== EXERCISE REQUIREMENTS ==
Pick up the square-counting solution for the stepped grid figure and continue it from its last sentence.

== PROVIDED PASSAGE ==
Count all shapes hidden in a grid

1.G.A.23.OA.D.9 · take · grade 3

Archetype: Systematically Count Shapes in a Figure · step in a 5-type progression

How many squares, large and small, can you find in the figure below?

The figure is made of equal-sized unit squares joined together. The top row has $3$ unit squares, the middle row has $4$ unit squares, and the bottom row has $4$ unit squares, all aligned at the left edge (so the top row is missing its rightmost cell, giving a stepped shape). Count every square that can be traced in the figure — the $1$ -cell squares, the $4$ -cell ( $2\times2$ ) squares, the $9$ -cell ( $3\times3$ ) square, and so on.

Show solution

Understand

A stepped figure is built from 11 equal unit squares: the top row has 3 cells (columns 1-3), and the middle and bottom rows each have 4 cells (columns 1-4), all left-aligned. I must count every square of every size that can be traced along the grid lines.

Givens

The figure is made of 11 equal unit squares.
Top row: 3 unit squares (columns 1-3).
Middle row: 4 unit squares (columns 1-4).
Bottom row: 4 unit squares (columns 1-4).
The top-right cell (row 1, column 4) is missing, giving a stepped outline.

Unknowns

The total number of squares of all sizes (1x1, 2x2, 3x3) in the figure.

Constraints

A counted square must have all of its cells present in the figure.
Squares may overlap and be of different sizes.

Plan

#2 Make a Systematic List · also uses: #7 Identify Subproblems#1 Draw a Diagram

To avoid missing or double-counting, I organize the count by square size (a systematic list): first all 1x1 squares, then 2x2, then 3x3. Splitting by size turns one tricky count into a few easy subproblems, and sketching the grid lets me check which big squares actually fit inside the stepped shape.

Execute

#2 Make a Systematic List 3.OA.D.9

Every unit cell is a 1x1 square. The figure is made of exactly 11 unit cells, so there are 11 squares of size 1x1.

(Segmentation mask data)
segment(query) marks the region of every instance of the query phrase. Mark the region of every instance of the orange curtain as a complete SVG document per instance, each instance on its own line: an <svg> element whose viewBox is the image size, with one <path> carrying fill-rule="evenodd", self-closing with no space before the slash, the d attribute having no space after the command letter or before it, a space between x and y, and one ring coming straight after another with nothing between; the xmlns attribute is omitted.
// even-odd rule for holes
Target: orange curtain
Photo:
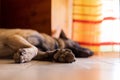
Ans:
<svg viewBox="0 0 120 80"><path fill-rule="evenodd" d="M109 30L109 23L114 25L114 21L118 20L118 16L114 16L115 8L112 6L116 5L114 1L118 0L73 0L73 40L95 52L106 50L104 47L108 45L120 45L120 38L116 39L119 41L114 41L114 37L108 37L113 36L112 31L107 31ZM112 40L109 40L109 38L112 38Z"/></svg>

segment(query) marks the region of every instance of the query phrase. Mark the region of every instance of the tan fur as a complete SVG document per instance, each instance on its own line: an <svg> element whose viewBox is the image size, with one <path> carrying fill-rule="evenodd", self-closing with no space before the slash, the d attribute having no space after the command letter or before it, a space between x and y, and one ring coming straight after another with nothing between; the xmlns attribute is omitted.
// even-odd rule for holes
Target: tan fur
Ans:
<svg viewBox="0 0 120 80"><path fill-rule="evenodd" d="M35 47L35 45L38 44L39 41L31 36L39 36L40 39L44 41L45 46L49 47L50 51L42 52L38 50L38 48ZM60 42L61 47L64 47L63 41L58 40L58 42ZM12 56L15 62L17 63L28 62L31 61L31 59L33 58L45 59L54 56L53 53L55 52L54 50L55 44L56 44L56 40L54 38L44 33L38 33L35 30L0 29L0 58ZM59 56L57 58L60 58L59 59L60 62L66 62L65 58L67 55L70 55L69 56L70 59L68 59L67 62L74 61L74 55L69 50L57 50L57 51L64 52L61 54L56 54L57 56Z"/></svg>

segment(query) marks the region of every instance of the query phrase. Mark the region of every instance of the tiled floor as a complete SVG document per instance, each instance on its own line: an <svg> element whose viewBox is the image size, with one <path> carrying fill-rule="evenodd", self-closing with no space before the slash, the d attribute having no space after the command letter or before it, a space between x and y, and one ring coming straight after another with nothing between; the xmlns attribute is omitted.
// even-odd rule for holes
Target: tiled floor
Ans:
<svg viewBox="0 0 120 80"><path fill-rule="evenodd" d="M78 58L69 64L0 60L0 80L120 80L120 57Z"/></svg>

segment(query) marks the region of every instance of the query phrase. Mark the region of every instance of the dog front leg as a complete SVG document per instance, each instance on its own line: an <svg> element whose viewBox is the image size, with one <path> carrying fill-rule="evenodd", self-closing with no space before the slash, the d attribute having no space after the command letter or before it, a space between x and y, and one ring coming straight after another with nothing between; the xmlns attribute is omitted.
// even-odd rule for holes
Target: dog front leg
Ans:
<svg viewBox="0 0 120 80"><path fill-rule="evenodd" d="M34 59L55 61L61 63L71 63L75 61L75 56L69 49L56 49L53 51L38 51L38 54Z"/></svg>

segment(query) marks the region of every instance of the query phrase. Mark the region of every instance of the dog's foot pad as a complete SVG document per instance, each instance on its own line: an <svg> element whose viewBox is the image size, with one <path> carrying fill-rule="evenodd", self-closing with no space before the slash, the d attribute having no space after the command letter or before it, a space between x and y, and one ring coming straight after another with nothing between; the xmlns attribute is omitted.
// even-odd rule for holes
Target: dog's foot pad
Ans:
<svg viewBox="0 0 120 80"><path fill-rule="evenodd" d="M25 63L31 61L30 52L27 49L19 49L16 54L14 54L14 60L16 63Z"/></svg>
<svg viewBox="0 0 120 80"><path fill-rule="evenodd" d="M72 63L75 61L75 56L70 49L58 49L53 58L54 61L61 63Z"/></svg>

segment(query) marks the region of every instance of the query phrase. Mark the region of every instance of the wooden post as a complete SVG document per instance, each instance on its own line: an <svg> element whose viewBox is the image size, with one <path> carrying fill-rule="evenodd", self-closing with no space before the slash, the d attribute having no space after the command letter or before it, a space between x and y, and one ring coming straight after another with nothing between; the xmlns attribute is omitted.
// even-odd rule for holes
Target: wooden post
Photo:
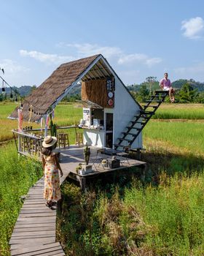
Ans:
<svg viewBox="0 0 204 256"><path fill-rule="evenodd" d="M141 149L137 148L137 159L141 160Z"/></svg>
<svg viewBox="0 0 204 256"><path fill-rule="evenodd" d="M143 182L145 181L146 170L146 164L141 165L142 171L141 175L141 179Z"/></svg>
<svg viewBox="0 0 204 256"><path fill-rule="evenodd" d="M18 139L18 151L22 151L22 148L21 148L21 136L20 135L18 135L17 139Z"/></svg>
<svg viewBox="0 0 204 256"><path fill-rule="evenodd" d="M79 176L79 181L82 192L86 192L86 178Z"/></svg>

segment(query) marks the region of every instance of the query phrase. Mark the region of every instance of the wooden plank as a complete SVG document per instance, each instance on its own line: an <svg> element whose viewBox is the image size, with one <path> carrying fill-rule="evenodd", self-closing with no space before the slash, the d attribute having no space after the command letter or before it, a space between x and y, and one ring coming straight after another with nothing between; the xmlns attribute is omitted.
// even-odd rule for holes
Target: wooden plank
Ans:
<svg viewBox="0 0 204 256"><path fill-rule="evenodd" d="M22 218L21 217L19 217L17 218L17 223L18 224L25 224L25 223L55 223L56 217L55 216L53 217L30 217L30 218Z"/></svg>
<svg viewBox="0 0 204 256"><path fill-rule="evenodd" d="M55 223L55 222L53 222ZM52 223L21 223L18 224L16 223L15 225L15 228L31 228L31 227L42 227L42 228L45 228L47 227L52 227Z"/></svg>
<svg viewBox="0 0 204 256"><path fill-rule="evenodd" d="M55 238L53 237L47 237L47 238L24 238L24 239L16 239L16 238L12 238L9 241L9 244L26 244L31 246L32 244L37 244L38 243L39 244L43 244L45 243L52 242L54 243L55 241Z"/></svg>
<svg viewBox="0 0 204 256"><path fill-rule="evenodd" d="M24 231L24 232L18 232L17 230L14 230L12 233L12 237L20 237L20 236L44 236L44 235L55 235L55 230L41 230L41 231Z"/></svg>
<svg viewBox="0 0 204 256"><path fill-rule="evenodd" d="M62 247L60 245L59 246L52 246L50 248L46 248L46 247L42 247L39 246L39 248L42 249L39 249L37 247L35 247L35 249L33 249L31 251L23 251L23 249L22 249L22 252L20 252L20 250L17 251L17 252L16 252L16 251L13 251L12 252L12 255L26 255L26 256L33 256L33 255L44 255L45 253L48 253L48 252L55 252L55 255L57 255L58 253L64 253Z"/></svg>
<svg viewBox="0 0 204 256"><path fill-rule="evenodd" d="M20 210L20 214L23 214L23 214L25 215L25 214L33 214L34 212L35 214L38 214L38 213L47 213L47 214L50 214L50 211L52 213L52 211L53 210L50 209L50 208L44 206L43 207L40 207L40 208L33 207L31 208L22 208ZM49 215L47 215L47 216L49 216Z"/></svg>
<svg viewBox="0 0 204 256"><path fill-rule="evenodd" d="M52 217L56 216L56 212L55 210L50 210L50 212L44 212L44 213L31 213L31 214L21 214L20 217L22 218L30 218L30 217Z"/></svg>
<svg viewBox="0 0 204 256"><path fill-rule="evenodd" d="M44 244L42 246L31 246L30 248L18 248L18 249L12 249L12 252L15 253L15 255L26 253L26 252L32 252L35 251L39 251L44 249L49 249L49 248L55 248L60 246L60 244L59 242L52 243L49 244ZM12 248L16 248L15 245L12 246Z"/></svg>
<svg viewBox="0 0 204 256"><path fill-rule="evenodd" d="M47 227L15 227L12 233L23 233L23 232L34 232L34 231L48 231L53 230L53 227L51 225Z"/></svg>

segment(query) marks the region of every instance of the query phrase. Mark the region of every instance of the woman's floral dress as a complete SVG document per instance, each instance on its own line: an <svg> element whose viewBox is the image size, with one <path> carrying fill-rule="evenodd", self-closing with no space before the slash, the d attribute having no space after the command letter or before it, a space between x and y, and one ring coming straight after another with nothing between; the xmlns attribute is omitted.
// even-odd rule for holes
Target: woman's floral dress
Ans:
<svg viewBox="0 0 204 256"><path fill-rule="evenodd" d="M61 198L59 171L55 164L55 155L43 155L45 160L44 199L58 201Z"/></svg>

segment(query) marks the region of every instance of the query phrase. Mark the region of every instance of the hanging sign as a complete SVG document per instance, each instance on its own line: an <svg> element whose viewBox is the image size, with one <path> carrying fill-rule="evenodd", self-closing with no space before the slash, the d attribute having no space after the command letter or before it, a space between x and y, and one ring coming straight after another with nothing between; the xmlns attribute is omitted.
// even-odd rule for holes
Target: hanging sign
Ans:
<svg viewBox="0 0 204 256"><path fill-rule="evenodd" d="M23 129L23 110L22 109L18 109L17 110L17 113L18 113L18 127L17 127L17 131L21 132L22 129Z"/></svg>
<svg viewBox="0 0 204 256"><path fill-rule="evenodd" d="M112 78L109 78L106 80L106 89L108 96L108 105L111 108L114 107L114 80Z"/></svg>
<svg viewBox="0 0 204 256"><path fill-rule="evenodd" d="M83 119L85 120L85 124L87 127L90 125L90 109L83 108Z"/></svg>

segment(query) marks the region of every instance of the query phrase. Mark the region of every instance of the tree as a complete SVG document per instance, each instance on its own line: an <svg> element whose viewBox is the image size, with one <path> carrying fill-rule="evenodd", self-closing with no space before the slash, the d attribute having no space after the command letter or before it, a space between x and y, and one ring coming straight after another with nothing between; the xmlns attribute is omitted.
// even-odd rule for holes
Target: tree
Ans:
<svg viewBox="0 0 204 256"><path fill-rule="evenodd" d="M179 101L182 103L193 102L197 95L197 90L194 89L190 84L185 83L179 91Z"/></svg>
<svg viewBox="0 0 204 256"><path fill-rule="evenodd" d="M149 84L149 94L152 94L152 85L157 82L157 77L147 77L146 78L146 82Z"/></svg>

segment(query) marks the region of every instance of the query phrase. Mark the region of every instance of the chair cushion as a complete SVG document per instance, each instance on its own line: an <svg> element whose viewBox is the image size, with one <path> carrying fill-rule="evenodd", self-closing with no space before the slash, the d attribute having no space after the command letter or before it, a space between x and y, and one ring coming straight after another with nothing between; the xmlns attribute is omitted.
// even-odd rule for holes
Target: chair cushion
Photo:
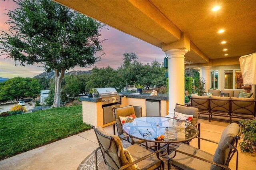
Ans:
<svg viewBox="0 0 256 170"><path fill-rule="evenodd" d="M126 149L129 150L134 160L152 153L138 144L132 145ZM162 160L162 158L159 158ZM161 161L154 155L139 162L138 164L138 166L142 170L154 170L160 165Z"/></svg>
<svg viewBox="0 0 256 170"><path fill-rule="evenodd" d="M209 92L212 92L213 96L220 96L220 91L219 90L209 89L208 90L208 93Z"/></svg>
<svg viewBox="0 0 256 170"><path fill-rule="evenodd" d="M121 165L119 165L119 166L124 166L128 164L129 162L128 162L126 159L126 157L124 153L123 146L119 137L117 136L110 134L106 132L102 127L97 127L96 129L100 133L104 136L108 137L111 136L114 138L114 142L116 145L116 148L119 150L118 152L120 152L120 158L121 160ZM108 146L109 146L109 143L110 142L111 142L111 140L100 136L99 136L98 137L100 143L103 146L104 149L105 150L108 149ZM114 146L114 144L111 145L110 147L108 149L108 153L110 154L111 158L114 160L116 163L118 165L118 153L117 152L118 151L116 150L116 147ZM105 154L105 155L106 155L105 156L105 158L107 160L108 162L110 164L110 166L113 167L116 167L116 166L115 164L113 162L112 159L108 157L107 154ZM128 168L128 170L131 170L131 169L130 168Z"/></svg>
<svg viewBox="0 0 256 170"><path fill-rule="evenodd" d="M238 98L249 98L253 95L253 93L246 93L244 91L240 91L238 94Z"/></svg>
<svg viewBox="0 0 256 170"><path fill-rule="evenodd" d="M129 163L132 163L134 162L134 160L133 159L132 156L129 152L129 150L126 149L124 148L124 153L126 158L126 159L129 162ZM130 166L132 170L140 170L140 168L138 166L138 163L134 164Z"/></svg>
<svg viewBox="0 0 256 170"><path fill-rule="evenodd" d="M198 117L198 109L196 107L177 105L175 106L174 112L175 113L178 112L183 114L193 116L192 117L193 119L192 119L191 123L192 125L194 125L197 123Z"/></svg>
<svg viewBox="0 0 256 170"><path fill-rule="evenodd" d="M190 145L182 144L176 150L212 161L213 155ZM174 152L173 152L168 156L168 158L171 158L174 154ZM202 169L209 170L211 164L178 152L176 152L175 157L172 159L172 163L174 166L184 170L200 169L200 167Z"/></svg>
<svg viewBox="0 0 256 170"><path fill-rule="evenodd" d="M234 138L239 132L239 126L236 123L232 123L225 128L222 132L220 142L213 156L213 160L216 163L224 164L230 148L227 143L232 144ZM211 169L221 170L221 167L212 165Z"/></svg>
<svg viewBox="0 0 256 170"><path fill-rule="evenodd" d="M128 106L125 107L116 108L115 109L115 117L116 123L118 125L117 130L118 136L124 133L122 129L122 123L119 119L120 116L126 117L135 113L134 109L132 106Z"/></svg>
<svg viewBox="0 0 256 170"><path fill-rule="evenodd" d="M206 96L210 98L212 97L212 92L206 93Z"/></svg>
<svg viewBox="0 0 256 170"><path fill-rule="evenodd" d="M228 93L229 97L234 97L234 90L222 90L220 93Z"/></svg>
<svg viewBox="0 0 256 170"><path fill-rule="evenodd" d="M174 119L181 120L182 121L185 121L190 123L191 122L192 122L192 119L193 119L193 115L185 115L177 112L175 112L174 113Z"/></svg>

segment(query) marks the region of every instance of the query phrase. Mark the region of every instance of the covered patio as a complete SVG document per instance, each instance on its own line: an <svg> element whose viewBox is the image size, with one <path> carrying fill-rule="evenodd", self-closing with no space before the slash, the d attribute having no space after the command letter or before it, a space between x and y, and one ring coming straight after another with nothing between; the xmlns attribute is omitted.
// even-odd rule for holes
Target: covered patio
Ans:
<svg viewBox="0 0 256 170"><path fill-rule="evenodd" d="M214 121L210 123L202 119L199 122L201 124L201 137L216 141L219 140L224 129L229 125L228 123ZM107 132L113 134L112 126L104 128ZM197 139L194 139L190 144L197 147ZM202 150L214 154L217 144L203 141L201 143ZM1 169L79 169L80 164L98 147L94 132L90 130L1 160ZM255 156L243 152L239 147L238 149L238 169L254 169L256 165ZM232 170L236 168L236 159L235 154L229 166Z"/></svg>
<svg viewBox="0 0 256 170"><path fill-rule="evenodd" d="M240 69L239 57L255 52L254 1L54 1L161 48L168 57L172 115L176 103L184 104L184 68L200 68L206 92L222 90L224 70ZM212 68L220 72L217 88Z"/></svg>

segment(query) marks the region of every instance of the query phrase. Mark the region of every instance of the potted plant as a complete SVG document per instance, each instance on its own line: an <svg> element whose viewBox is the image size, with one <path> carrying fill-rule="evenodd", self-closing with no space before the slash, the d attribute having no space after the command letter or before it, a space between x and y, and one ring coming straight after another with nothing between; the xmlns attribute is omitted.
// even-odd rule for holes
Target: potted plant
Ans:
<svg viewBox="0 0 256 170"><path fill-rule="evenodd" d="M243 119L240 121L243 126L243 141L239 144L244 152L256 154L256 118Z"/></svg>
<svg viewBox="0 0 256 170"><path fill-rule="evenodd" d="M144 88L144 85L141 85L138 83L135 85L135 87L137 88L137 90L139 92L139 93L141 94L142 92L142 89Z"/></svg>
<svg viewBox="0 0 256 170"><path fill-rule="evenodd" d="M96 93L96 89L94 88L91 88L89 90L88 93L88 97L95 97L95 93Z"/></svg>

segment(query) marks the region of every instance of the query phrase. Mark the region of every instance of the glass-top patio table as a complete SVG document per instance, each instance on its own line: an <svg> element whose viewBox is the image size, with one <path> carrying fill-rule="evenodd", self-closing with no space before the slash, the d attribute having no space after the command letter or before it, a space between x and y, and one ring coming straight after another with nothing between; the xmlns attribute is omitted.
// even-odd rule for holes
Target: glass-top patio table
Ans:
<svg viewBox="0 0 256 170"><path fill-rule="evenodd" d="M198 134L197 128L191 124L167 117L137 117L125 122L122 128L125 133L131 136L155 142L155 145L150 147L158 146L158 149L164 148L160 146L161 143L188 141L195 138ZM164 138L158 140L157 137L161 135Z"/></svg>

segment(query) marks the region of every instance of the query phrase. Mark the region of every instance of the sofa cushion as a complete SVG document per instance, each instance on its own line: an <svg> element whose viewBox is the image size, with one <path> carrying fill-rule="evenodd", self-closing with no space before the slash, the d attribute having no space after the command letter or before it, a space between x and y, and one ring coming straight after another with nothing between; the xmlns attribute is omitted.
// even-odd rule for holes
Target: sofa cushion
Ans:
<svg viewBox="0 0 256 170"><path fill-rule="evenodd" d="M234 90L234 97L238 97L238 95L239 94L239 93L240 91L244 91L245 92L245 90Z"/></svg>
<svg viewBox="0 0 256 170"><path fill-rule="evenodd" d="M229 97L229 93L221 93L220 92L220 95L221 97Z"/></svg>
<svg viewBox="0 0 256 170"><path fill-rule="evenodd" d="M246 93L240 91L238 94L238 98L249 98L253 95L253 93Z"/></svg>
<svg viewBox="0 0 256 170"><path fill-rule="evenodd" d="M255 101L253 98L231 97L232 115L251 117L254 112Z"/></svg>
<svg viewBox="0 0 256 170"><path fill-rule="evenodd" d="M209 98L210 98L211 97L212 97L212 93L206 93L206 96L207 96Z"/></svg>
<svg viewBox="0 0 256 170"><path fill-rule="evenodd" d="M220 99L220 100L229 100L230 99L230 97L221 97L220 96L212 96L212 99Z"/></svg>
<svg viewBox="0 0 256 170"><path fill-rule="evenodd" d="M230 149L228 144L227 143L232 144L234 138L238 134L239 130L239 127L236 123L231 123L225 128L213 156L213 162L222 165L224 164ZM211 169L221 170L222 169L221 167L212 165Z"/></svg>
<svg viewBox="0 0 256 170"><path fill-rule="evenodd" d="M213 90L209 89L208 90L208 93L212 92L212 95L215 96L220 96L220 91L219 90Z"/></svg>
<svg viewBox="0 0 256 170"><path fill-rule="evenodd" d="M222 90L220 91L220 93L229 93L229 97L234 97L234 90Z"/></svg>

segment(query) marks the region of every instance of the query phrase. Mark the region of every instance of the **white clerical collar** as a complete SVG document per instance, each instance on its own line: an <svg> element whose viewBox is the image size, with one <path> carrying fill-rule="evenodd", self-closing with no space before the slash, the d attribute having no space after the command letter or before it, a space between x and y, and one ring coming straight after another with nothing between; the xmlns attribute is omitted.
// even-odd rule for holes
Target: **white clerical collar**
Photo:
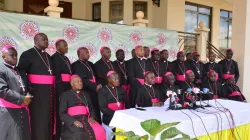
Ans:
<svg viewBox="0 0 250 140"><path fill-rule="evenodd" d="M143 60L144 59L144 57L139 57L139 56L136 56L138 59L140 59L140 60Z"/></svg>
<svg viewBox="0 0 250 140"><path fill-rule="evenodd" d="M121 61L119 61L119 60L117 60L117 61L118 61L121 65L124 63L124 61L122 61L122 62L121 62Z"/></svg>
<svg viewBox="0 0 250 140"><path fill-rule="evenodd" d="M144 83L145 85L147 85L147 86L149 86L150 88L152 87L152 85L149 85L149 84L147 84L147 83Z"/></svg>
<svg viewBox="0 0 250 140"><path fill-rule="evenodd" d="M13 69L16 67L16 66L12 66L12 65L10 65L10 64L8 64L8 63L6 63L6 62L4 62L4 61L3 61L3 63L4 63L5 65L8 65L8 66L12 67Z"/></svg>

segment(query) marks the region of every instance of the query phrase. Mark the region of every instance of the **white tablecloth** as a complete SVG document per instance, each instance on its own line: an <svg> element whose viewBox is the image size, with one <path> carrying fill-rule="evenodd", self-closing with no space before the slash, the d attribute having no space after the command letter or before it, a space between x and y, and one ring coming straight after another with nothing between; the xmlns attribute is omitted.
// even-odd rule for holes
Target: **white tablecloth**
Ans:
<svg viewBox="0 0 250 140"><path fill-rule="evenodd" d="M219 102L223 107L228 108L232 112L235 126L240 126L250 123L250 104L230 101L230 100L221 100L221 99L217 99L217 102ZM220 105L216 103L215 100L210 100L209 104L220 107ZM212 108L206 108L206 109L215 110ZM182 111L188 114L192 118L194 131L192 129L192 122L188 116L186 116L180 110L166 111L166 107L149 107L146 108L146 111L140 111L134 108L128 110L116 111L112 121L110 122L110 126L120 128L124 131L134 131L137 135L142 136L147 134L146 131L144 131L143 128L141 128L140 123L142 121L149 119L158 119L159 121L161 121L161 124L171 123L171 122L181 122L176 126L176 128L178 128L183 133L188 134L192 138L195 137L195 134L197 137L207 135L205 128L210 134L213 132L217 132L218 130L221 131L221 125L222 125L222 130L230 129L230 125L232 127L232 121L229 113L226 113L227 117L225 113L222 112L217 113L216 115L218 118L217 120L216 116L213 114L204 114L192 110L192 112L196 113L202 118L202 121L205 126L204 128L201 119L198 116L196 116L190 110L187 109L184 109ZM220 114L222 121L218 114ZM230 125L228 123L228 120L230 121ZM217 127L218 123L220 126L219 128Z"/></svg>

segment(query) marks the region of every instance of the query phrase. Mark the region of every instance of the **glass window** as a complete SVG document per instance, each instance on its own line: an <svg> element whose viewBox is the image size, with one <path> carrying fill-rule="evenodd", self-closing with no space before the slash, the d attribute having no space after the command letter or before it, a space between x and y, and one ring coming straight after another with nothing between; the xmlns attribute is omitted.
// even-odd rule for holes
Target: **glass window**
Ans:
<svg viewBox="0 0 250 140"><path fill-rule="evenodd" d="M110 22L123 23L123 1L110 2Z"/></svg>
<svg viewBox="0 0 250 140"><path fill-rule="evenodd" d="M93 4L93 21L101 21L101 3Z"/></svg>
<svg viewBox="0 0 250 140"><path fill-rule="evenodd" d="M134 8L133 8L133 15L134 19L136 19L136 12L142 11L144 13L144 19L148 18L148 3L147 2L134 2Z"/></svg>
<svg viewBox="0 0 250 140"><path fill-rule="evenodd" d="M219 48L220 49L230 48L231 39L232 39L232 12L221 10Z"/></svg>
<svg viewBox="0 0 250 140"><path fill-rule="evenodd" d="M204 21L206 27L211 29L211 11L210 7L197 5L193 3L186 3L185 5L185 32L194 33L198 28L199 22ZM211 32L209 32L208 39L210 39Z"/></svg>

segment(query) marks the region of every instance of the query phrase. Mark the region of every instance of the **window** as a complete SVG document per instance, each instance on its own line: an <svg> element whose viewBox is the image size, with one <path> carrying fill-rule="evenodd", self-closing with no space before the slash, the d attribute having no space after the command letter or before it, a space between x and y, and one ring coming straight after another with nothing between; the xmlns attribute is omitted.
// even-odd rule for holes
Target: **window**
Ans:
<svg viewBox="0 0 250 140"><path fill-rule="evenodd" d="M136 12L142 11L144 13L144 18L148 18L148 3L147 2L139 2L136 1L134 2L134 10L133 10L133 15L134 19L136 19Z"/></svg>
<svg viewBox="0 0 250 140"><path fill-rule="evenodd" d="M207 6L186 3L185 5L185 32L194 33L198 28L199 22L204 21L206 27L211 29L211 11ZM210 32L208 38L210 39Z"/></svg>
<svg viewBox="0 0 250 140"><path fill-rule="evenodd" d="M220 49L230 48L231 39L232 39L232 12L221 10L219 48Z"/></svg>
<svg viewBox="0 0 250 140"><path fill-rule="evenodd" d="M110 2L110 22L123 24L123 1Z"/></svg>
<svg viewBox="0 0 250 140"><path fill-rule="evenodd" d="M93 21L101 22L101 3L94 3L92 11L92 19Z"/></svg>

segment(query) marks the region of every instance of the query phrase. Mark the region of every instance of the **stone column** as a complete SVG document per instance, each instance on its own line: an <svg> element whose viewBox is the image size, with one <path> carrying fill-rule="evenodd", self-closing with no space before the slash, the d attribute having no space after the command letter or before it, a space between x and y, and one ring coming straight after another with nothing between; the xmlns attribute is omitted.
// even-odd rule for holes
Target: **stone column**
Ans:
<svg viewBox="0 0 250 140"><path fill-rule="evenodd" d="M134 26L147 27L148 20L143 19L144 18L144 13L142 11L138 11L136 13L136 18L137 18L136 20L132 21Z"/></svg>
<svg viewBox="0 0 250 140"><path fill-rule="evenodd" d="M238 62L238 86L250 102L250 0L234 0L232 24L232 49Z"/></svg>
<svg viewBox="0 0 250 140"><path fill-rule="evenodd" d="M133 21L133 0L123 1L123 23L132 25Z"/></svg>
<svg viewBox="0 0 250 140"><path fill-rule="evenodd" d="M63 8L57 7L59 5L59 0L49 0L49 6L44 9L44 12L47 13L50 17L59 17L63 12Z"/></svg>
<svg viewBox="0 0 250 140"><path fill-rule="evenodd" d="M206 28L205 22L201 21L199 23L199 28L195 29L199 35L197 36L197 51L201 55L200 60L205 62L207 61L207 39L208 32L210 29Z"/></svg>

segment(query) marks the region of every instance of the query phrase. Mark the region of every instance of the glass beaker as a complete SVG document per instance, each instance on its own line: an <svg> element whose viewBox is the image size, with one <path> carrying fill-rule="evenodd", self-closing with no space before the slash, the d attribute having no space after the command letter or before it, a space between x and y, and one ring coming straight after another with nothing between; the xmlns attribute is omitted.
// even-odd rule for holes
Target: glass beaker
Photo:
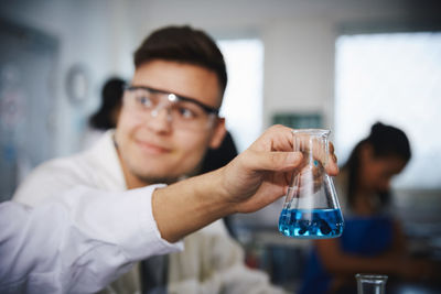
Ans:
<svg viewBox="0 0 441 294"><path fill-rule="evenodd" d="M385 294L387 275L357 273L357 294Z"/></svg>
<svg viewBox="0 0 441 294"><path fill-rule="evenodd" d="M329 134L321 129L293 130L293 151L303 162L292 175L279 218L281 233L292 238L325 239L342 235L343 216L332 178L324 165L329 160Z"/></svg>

== RESULT ==
3 + 4 + 4 = 11

Just adding the cells in each row is Grade 3 addition you can do by counting the picture.

#7 Identify Subproblems 1.G.A.2

A 2x2 square needs a full 2-by-2 block of present cells. Using rows 1-2 (top+middle): blocks at columns 1-2 and 2-3 fit, but columns 3-4 needs the missing top-right cell, so that one fails (2 squares). Using rows 2-3 (middle+bottom): both rows are full, so columns 1-2, 2-3, and 3-4 all fit (3 squares).

2 + 3 = 5

Composing four small squares into one bigger square is exactly what 'compose two-dimensional shapes' means in early geometry.

#1 Draw a Diagram 1.G.A.2

A 3x3 square needs three full rows of three present cells. Columns 1-3 work because all three rows have columns 1, 2, and 3. Columns 2-4 would need the top-right cell, which is missing, so it fails. That gives 1 square of size 3x3.

1

Drawing the 3-by-3 box on the grid shows at a glance that only the left block fits the stepped shape.

#2 Make a Systematic List 3.OA.D.9

Total squares = (1x1 count) + (2x2 count) + (3x3 count). There is no room for a 4x4 square because the figure is only 3 rows tall.

11 + 5 + 1 = 17

Collecting the size-by-size subtotals into one sum is straightforward Grade 3 addition.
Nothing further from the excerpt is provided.